[Detection examples]
++++
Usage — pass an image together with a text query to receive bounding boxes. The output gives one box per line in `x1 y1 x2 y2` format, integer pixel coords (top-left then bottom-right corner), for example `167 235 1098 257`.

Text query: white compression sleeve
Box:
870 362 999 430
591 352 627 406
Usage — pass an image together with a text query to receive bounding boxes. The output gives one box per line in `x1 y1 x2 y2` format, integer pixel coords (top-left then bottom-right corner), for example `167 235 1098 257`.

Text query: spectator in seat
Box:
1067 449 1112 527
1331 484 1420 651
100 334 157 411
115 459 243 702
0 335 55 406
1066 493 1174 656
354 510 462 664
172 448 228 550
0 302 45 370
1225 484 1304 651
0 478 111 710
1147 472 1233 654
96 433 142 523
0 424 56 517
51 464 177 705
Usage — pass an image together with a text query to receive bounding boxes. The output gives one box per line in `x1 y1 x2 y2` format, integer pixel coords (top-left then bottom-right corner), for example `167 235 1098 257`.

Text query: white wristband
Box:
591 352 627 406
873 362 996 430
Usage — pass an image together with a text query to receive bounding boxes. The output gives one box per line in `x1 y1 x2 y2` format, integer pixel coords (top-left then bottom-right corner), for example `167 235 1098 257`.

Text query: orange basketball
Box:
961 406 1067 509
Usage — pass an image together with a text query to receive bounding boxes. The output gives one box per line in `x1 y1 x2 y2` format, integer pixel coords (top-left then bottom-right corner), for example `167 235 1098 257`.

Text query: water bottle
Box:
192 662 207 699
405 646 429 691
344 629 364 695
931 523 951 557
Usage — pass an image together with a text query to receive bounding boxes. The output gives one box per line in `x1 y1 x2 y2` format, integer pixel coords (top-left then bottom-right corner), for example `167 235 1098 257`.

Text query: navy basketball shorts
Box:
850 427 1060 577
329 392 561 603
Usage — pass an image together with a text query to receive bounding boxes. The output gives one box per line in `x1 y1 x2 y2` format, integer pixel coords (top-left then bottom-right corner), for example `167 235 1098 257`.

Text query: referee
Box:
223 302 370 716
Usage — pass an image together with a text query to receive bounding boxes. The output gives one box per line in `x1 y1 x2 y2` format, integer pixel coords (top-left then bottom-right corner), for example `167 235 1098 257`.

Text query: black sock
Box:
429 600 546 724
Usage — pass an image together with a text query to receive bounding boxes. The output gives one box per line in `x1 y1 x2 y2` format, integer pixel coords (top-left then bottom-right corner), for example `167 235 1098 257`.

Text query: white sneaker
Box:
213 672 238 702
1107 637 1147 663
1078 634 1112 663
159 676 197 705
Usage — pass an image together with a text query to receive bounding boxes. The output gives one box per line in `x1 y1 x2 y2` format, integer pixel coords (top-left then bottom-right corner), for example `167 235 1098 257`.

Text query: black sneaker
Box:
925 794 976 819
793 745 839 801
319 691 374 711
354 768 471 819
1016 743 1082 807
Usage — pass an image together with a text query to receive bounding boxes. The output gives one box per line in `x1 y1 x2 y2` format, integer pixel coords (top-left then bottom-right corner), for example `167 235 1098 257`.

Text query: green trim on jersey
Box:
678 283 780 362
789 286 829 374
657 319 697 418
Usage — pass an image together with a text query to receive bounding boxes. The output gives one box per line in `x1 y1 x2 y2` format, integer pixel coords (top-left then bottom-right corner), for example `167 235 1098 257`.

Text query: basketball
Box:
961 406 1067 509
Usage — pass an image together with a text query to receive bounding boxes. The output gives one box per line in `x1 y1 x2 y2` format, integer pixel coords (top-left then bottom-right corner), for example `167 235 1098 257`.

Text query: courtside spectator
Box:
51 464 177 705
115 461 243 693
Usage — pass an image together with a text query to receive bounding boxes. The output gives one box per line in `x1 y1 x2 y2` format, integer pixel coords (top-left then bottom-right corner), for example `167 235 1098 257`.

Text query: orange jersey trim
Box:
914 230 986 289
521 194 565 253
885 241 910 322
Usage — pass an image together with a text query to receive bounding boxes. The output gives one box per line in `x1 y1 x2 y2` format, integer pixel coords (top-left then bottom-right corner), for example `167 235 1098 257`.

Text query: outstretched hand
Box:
++++
From the items above, pick out every line that contains the word "orange" and copy each of those lines in full.

Text query: orange basketball
Text query: orange jersey trim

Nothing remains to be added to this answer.